# Dados fornecidos
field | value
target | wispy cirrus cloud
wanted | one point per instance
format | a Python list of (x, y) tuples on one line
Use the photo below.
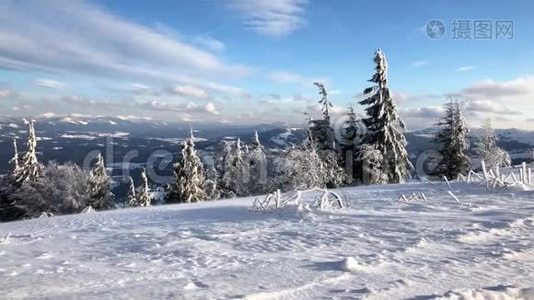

# Detalhes da tarefa
Extraia todas as linhas da listagem acima e repita-as sem nenhuma alteração, deixando as imagens de fora.

# Resultado final
field | value
target | wispy cirrus cloud
wanted | one point per instance
format | a Python list of (x, y) tuples on one line
Use the photo below.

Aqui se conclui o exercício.